● Challenge
Return every line of the data below that contains the string "Target".

● Data records
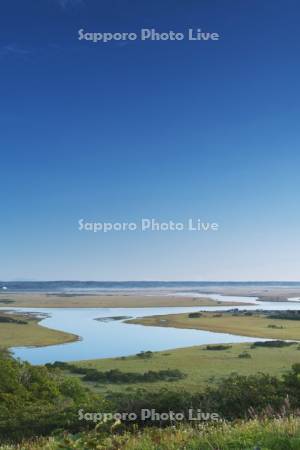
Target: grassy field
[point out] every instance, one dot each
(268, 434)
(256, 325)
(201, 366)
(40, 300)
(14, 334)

---

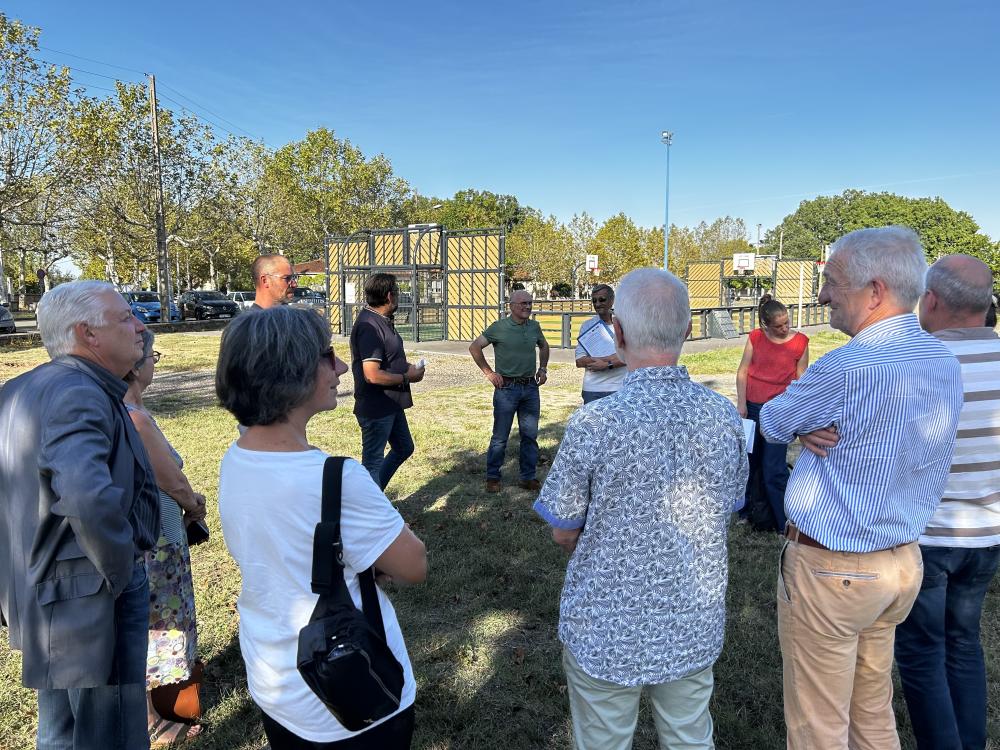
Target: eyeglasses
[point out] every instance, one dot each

● In response
Target: grassy field
Target: eyeglasses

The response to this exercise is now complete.